TASK REQUIREMENTS:
Write out the whole listing. Leave out nothing.

DATA FOR REVIEW:
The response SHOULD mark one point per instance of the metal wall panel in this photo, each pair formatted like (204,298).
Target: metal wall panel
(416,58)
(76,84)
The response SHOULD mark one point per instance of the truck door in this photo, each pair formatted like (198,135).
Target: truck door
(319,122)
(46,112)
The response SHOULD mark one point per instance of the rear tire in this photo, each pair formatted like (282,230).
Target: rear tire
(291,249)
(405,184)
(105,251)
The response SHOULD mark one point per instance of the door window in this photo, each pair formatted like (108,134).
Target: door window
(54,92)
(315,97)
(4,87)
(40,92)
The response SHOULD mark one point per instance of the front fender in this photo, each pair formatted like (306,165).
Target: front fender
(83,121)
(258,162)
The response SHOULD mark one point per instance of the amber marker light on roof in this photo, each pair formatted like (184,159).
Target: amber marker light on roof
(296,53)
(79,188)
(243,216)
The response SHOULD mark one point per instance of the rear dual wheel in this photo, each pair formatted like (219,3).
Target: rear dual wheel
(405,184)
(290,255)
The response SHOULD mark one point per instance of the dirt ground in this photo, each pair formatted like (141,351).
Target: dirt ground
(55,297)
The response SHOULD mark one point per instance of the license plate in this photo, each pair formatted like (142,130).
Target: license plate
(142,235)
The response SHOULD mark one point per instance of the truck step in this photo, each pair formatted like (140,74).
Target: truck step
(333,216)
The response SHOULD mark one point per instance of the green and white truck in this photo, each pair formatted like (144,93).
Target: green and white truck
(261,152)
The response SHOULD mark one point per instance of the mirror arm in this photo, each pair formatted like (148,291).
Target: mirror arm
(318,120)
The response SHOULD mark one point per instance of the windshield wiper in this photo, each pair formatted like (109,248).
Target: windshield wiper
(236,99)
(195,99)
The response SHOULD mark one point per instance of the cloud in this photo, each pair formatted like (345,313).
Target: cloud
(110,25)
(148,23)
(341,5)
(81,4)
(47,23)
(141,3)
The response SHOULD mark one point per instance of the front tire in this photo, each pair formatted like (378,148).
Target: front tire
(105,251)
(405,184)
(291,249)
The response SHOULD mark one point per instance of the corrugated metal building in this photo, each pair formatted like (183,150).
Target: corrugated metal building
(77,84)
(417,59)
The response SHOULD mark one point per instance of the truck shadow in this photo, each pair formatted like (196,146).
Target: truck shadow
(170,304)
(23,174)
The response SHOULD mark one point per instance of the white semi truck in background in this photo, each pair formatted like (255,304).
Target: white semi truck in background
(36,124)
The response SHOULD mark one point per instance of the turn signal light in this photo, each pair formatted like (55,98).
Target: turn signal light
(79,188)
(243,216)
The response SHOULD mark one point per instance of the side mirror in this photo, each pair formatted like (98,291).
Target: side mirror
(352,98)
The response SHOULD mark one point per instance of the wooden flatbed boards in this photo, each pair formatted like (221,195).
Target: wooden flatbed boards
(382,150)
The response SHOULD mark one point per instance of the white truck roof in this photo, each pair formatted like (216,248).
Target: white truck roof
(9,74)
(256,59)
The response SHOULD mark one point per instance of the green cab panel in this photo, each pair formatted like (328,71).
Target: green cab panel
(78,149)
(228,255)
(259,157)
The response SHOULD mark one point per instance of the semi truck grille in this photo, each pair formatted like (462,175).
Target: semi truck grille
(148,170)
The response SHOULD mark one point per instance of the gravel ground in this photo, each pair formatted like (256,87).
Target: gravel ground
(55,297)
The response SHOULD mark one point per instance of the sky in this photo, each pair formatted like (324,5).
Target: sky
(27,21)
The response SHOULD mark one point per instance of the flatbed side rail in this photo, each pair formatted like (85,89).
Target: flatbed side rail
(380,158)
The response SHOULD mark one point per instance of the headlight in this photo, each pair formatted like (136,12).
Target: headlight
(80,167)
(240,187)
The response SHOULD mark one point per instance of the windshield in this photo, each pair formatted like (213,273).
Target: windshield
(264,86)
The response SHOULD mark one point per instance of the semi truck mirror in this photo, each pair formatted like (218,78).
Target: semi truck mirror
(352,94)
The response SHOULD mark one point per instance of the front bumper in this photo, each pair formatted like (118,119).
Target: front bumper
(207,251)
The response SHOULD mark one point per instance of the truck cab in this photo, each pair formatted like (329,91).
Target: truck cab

RESULT:
The response SHOULD mark one point per instance of the metal wall panel in this photo, each pair formatted like (204,298).
Target: metal wall panel
(416,58)
(76,84)
The response SHOULD mark one point per instance of the truck door in this photo, each pair formatted like (198,135).
Target: truck door
(319,122)
(46,112)
The response SHOULD mark one point per instance of the rear tire in this photo, each pair formatted like (282,230).
Target: rear tire
(291,249)
(405,184)
(105,251)
The response SHOULD mark one point per instance of the door window in this photo, each pair formatted like (108,134).
Target: door window
(54,92)
(315,97)
(4,87)
(40,92)
The response SHOULD mark one point per instance of the front fender in this photo, each pair formatted like (306,165).
Target: front fender
(83,121)
(258,162)
The response SHOULD mark one point per instance of the amber marker light on roof in this photo, each pair formatted like (184,159).
Target: amber marker light on roof
(296,53)
(79,188)
(243,216)
The response SHOULD mark one point per instance of the rear dual wheel in this photo, each pair formatted like (219,3).
Target: rear dual wheel
(405,184)
(290,255)
The response SHOULD mark one point per instance of the dirt ground in this photo, each pair formatted like (141,351).
Target: dirt ground
(55,297)
The response SHOULD mark one point per instance of the license plate in this photo, each pair formatted like (142,130).
Target: license plate
(142,235)
The response SHOULD mark one point per instance of the truck step in this photo, each pair formatted like (140,74).
Target: truck step
(333,216)
The response SHOULD mark one point per instance of the green and white truck in this photo, each pair formatted like (144,93).
Target: green and white truck
(261,152)
The response SHOULD mark one point per instance of the mirror arm in this photo, each pair formatted like (148,291).
Target: mirror arm
(318,120)
The response SHOULD mark one point per instance of the windshield wiper in this photo, each pair formatted like (109,248).
Target: windshield wiper
(236,99)
(195,99)
The response SHOULD mark one point per instance of the cloud in this photo, each pair formatted like (345,313).
Target: cloud
(110,25)
(148,23)
(341,5)
(81,4)
(47,23)
(141,3)
The response SHOULD mark one point per instance of the front tire in this photo, each pair formatted like (378,148).
Target: front tire
(105,251)
(405,184)
(291,249)
The response SHOULD mark one point per instance of the corrugated metal building in this photo, each pair formatted like (183,150).
Target: corrugated metal building
(77,84)
(417,59)
The response SHOULD mark one point per instance of the truck shadow in this photo, each pair formatted like (196,146).
Target: truck shadow
(170,304)
(23,174)
The response SHOULD mark one point per instance of the white semi truck in background in this photo, each pair formatted like (255,304).
Target: white semi truck in background
(36,124)
The response SHOULD mark one point per instance of the turn signal light in this photo, each pair formatted like (55,98).
Target: turn signal light
(79,188)
(243,216)
The response SHOULD mark one point per instance of the side mirror in this photo, each pair formatted like (98,291).
Target: side mirror
(352,98)
The response SHOULD mark one point per instance of the wooden flatbed boards in this photo, each pair formatted like (221,195).
Target: wooden flatbed boards
(382,150)
The response SHOULD mark one point per instance of the white truck roof in this photo, each pair formatted like (216,248).
Target: white truck roof
(9,74)
(256,59)
The response SHOULD mark one point per instance of the green cab panel in this photo, each pair formatted like (328,71).
Target: green cab panel
(78,149)
(228,255)
(259,157)
The response SHOULD mark one point per instance of the semi truck grille in this photo, each pair formatted like (462,175).
Target: semi truck grille
(148,170)
The response SHOULD mark one point per instance of the gravel ground in this photo, each pair formatted like (256,87).
Target: gravel ground
(55,297)
The response SHOULD mark one point per instance of the sky in this photo, each pair formatted like (324,5).
Target: sky
(27,21)
The response SHOULD mark one point per instance of the flatbed side rail in this photo, each pair formatted like (85,89).
Target: flatbed side rail
(380,158)
The response SHOULD mark one point per instance of the headlight in this photo, each pair formatted like (136,12).
Target: headlight
(80,167)
(240,187)
The response SHOULD mark one point per instance of the windshield in this photo, each pair formatted like (213,273).
Target: windshield
(264,86)
The response SHOULD mark one point per instance of the semi truck mirror in this photo, each pair formatted like (218,78).
Target: semi truck mirror
(352,94)
The response SHOULD mark one point per instance of the front bumper in this photo, each pair formatted like (118,119).
Target: front bumper
(207,251)
The response SHOULD mark one point per instance of the truck cab in this photo, each pair formatted like (329,91).
Target: truck cab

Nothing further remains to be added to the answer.